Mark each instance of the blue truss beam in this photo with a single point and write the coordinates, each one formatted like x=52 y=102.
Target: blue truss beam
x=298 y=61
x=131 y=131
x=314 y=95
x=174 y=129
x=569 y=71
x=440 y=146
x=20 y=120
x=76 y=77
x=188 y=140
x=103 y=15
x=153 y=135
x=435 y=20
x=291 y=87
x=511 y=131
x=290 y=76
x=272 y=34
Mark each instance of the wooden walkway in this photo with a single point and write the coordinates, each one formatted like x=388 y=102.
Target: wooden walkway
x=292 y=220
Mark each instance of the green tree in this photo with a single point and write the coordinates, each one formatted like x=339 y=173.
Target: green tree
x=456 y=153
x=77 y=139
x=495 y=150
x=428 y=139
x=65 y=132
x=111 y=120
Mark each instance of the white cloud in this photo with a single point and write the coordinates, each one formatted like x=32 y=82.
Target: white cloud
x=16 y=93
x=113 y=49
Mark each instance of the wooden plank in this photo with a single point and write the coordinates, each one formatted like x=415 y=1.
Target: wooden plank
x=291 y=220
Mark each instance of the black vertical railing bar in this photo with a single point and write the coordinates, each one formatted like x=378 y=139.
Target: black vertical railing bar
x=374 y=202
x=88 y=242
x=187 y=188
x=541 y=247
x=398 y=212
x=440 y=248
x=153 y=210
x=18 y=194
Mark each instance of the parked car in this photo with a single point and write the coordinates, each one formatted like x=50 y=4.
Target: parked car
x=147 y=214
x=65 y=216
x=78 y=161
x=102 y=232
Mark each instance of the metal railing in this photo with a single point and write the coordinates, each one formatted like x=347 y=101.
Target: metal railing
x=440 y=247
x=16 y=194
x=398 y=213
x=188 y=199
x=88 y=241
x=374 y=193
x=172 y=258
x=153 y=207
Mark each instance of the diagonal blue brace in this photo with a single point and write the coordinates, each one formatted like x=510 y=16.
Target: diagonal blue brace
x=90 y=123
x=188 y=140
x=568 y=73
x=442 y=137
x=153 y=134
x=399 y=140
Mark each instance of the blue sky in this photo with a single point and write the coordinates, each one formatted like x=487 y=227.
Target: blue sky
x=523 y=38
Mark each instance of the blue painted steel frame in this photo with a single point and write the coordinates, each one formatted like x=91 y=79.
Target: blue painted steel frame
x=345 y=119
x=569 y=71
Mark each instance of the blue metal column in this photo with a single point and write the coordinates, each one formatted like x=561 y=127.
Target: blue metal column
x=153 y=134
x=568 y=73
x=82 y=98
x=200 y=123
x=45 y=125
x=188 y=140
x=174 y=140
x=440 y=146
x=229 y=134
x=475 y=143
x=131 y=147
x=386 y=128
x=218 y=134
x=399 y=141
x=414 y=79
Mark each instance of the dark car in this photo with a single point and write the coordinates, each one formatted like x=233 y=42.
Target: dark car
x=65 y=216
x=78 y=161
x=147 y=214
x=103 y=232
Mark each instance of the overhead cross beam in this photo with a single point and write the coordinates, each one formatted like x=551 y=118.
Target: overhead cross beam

────

■ **Given instruction**
Copy the rows again from the very beginning through the line containing "x=153 y=207", keeping every request as it is. In the answers only, scale each coordinate by 1.75 and round to a whole number, with halves rounded up, leaving the sample coordinates in the requests unchanged.

■ **Exercise output**
Mark each instance of the blue truss beam in this photo with a single point and write the coordinates, each one formatted like x=52 y=102.
Target: blue truss beam
x=522 y=107
x=229 y=229
x=550 y=166
x=305 y=226
x=996 y=124
x=770 y=256
x=35 y=210
x=133 y=135
x=329 y=245
x=180 y=26
x=268 y=236
x=761 y=35
x=509 y=152
x=894 y=229
x=508 y=133
x=476 y=60
Mark each instance of the wooden walkway in this photo with a single point and write the coordinates, each one formatted like x=388 y=102.
Target: wooden walkway
x=511 y=385
Mark each instance of the green tree in this photo with a single point and write the coordinates, each one formatted like x=339 y=173.
Target: green tree
x=798 y=268
x=135 y=243
x=866 y=263
x=749 y=243
x=114 y=231
x=194 y=210
Mark each instance of the white cloud in this photo with a single point and write the coordinates, each one formatted like x=32 y=82.
Target: white cloud
x=28 y=163
x=198 y=86
Mark each instance of the wooden plank in this photo with a single point and write the coordinates, each one formatted like x=415 y=1.
Target: wooden plank
x=509 y=385
Mark each instance of the black vertical railing bar in this photo with a single point and write the coordinates, each one formatted like x=378 y=139.
Target: black vertical railing bar
x=655 y=354
x=154 y=424
x=327 y=329
x=947 y=432
x=697 y=371
x=770 y=434
x=268 y=368
x=32 y=340
Mark each instance of the parked car in this photo with a single point and write the coordinates, each one formatted like x=50 y=4.
Target: parked car
x=257 y=375
x=114 y=378
x=137 y=282
x=179 y=406
Mark each instance of the metal railing in this photo with a single point and write the coordinates, each one formatted like x=347 y=101.
Target: metal railing
x=770 y=432
x=28 y=340
x=697 y=373
x=329 y=348
x=154 y=422
x=655 y=338
x=301 y=452
x=268 y=362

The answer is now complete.